> DATA PROVIDED:

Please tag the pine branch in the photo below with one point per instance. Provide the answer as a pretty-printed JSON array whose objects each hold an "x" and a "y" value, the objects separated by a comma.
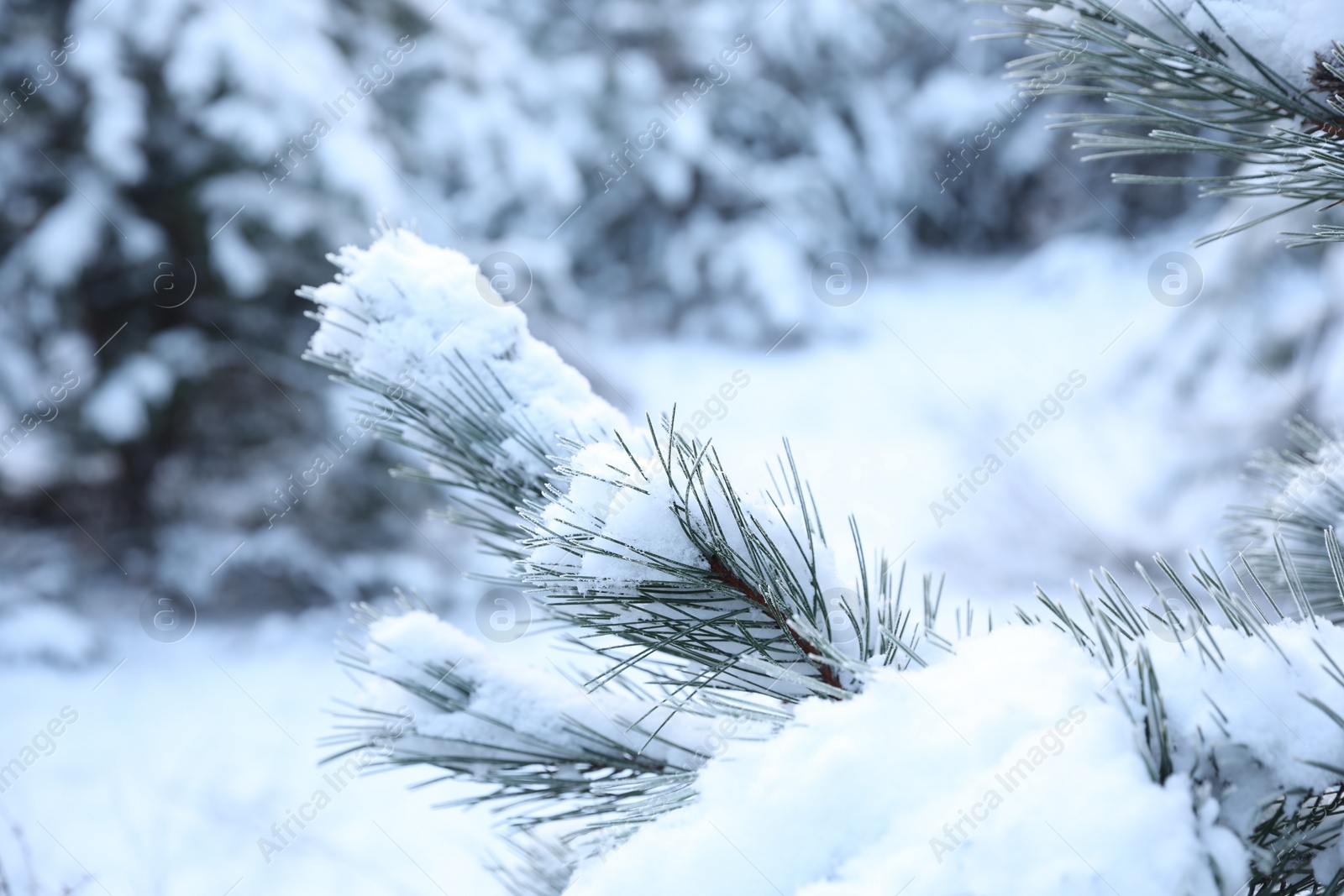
[{"x": 1207, "y": 94}]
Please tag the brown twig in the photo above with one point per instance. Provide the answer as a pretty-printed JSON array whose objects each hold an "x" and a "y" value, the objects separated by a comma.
[{"x": 828, "y": 673}]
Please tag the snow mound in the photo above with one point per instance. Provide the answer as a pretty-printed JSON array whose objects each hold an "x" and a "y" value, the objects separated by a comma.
[
  {"x": 416, "y": 315},
  {"x": 1008, "y": 768}
]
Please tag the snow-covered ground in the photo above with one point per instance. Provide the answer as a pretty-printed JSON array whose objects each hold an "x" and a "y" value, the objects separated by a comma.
[{"x": 186, "y": 754}]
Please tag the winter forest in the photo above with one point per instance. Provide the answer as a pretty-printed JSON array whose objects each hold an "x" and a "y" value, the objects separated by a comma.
[{"x": 591, "y": 448}]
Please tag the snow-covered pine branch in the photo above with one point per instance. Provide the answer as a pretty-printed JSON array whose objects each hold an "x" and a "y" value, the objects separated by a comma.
[
  {"x": 1075, "y": 750},
  {"x": 1281, "y": 537},
  {"x": 1260, "y": 83},
  {"x": 711, "y": 587}
]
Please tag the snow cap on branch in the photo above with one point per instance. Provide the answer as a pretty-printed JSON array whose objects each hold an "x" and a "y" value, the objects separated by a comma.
[{"x": 405, "y": 312}]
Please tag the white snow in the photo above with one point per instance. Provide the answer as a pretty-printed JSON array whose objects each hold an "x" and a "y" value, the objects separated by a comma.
[
  {"x": 417, "y": 307},
  {"x": 1007, "y": 768}
]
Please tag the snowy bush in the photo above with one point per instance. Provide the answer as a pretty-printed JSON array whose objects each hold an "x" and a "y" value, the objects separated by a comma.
[{"x": 783, "y": 712}]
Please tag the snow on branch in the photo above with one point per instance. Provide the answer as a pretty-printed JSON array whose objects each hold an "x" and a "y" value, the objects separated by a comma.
[
  {"x": 1254, "y": 82},
  {"x": 1193, "y": 746}
]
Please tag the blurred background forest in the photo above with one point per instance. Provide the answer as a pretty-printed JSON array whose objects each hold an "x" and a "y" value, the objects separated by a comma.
[{"x": 165, "y": 190}]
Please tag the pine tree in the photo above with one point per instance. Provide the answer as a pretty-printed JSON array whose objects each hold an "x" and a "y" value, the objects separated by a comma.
[
  {"x": 1189, "y": 83},
  {"x": 698, "y": 616}
]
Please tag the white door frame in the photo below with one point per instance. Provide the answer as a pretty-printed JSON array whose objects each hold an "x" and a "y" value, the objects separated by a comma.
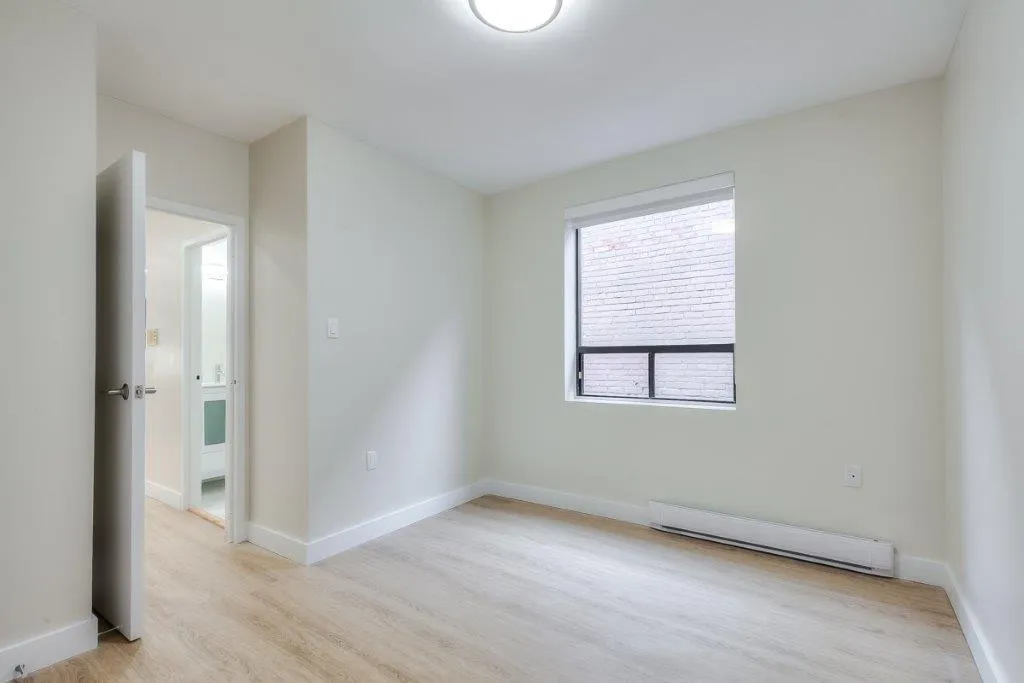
[
  {"x": 193, "y": 398},
  {"x": 237, "y": 509}
]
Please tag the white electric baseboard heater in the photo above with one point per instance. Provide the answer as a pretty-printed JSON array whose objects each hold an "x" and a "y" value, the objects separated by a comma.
[{"x": 847, "y": 552}]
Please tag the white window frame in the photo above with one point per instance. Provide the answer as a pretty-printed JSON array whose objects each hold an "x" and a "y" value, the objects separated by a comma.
[{"x": 677, "y": 196}]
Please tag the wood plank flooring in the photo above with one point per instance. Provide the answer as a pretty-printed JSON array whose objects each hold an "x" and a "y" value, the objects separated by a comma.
[{"x": 499, "y": 590}]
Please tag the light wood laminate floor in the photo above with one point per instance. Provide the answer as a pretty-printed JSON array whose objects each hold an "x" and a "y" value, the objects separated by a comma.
[{"x": 500, "y": 590}]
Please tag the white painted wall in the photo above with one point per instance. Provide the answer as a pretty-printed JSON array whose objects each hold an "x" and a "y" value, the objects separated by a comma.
[
  {"x": 166, "y": 237},
  {"x": 395, "y": 253},
  {"x": 47, "y": 295},
  {"x": 279, "y": 352},
  {"x": 984, "y": 240},
  {"x": 838, "y": 330},
  {"x": 183, "y": 164}
]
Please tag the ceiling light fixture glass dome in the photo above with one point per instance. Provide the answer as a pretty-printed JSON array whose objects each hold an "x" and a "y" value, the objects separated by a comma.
[{"x": 516, "y": 15}]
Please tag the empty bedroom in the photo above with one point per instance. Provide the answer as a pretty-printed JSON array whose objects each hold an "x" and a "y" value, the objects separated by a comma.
[{"x": 512, "y": 340}]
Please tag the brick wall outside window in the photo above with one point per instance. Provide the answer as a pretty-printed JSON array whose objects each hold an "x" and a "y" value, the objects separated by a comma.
[{"x": 662, "y": 279}]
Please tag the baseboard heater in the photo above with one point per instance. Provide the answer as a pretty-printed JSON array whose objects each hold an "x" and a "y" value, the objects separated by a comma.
[{"x": 847, "y": 552}]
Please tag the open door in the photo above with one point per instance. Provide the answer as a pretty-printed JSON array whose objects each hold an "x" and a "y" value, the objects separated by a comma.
[{"x": 120, "y": 461}]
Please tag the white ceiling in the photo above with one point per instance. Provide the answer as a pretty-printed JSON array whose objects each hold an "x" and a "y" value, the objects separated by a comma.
[{"x": 427, "y": 81}]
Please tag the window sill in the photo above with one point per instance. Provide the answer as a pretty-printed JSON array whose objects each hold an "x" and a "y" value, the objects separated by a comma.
[{"x": 647, "y": 401}]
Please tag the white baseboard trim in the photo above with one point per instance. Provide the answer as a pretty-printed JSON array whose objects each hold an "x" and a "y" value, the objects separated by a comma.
[
  {"x": 339, "y": 542},
  {"x": 48, "y": 648},
  {"x": 164, "y": 495},
  {"x": 981, "y": 647},
  {"x": 637, "y": 514},
  {"x": 278, "y": 543},
  {"x": 922, "y": 570},
  {"x": 310, "y": 552}
]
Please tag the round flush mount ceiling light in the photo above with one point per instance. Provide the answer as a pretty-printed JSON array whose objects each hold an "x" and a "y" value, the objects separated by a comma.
[{"x": 516, "y": 15}]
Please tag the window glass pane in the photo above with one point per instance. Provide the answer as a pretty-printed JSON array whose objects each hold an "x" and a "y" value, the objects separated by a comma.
[
  {"x": 693, "y": 376},
  {"x": 666, "y": 278},
  {"x": 621, "y": 375}
]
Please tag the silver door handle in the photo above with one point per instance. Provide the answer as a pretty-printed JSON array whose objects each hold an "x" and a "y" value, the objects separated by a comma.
[{"x": 124, "y": 392}]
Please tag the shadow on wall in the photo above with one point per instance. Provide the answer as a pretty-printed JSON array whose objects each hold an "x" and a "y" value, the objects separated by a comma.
[{"x": 418, "y": 416}]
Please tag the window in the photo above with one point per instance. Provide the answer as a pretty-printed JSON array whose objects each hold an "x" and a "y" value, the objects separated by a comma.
[{"x": 654, "y": 289}]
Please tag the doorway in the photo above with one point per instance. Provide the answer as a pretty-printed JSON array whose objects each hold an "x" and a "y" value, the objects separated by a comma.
[{"x": 195, "y": 353}]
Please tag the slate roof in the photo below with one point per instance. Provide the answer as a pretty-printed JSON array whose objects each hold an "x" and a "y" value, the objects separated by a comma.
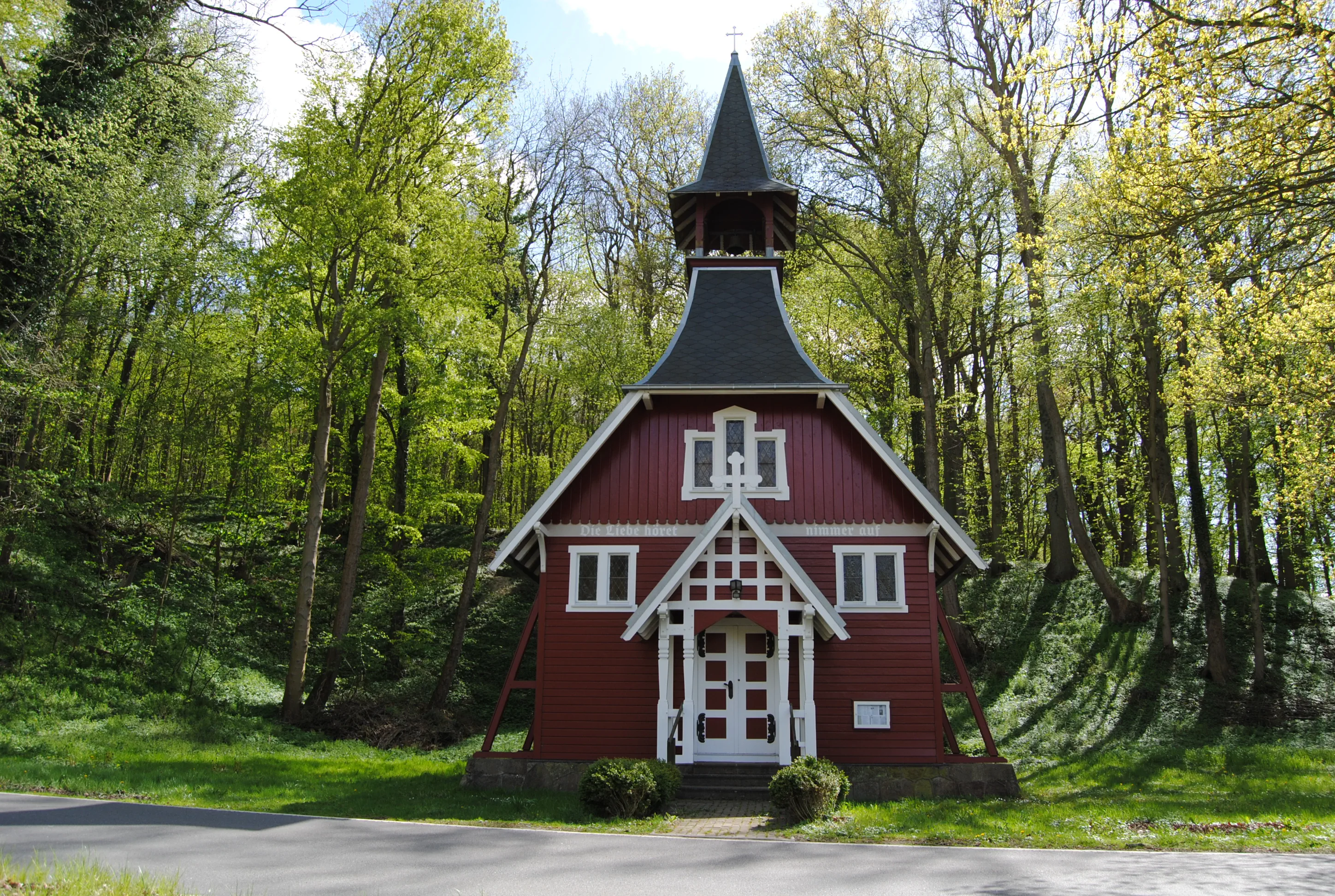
[
  {"x": 735, "y": 334},
  {"x": 735, "y": 159}
]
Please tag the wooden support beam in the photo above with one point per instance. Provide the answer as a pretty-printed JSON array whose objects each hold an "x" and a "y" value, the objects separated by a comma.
[
  {"x": 966, "y": 685},
  {"x": 512, "y": 684},
  {"x": 950, "y": 732}
]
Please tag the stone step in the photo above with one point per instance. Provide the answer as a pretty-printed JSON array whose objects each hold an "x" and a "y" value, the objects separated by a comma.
[
  {"x": 727, "y": 782},
  {"x": 697, "y": 792}
]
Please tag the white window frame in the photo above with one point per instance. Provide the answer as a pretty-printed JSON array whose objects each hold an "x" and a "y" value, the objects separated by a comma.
[
  {"x": 603, "y": 604},
  {"x": 872, "y": 703},
  {"x": 719, "y": 437},
  {"x": 869, "y": 553}
]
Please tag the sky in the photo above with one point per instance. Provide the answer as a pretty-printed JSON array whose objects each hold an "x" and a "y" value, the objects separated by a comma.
[{"x": 592, "y": 42}]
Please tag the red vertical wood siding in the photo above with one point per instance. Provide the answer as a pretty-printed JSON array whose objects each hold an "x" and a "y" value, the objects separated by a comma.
[
  {"x": 598, "y": 694},
  {"x": 888, "y": 656},
  {"x": 833, "y": 474}
]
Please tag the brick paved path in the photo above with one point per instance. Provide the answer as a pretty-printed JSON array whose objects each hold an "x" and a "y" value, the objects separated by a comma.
[{"x": 750, "y": 819}]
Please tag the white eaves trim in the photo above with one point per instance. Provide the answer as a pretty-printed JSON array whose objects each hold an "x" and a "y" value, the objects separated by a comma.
[
  {"x": 950, "y": 526},
  {"x": 645, "y": 616},
  {"x": 524, "y": 531}
]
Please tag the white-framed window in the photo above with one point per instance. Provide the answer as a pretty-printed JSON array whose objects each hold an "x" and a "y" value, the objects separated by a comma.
[
  {"x": 735, "y": 430},
  {"x": 869, "y": 578},
  {"x": 603, "y": 578},
  {"x": 872, "y": 713}
]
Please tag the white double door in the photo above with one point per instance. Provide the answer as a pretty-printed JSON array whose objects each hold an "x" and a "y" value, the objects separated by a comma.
[{"x": 736, "y": 694}]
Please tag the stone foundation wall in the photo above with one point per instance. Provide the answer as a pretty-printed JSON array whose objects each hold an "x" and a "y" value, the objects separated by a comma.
[
  {"x": 871, "y": 783},
  {"x": 519, "y": 773},
  {"x": 884, "y": 783}
]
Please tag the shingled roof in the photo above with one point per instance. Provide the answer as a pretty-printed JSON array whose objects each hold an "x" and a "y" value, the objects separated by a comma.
[
  {"x": 735, "y": 159},
  {"x": 735, "y": 334}
]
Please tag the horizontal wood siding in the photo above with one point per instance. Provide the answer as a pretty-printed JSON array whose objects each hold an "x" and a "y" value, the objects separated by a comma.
[
  {"x": 598, "y": 694},
  {"x": 888, "y": 656},
  {"x": 833, "y": 474}
]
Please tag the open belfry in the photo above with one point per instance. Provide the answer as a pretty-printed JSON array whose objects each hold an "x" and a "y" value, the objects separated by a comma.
[{"x": 736, "y": 569}]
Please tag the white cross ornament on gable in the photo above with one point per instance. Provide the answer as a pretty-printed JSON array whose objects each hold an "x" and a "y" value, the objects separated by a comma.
[{"x": 738, "y": 480}]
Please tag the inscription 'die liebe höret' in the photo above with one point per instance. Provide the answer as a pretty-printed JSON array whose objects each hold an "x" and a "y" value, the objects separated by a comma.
[{"x": 672, "y": 532}]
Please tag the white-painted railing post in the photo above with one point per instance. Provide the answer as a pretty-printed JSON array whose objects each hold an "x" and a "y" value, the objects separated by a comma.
[
  {"x": 664, "y": 683},
  {"x": 784, "y": 708},
  {"x": 688, "y": 683},
  {"x": 809, "y": 680}
]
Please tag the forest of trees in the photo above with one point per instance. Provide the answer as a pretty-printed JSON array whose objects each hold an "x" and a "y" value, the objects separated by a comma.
[{"x": 269, "y": 396}]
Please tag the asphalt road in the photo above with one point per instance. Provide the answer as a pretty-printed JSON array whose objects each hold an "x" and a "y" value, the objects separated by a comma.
[{"x": 262, "y": 854}]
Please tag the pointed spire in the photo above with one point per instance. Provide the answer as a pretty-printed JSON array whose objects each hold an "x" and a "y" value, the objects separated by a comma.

> AIM OF THE EXERCISE: Your task is to transcribe the line containing "Please tag the open belfry" and every line after it, through the last line of the data, exactly as written and with nothing more.

> CORRECT RESULT:
Please tag the open belfry in the photo above with one point per instance. Provide the answer as a pretty-printed JSON array whose objects each hold an "x" and a "y" value, the objects separated by a comma.
[{"x": 736, "y": 569}]
Please tag the white cross ornament on gable in the photo above with one point per instance. Provide the answer as a pretty-printed JSON array whose objects each hold an "x" and a "y" value, the objects separated by a comma.
[{"x": 738, "y": 480}]
Please tag the inscription 'die liebe höret' in the photo above with one point per instance. Provide the answer as a pretty-printed JSON array whose objects each hold an "x" and a "y" value, the objects separated by a comma.
[{"x": 672, "y": 532}]
Please tag the white-painted railing post in the photo above with one point per instance. Provide the answer as a pretty-printed JSON array whose objects each hold an "x" and a "y" value, the objects separated by a comma.
[
  {"x": 664, "y": 683},
  {"x": 784, "y": 708},
  {"x": 688, "y": 683},
  {"x": 809, "y": 680}
]
Please tag the forest of trees in the photo above with one point per instance. Provide the answer as a pretty-printed JSON array whose objects each hold an "x" and a "y" value, the objects separated by a comma.
[{"x": 269, "y": 396}]
Please tag the asphalt road in the photo above with one point per instance. Provide the answer as a pretty-printed JSON array whose objects each hold an "x" and a "y" value, the objects separated by a comma.
[{"x": 262, "y": 854}]
Please tag the pointed spire in the photo above with one point per instance. Provide the answer as a pretty-printed JSON array whose objects each hold an "x" and a "y" value, the objects separated by a comma.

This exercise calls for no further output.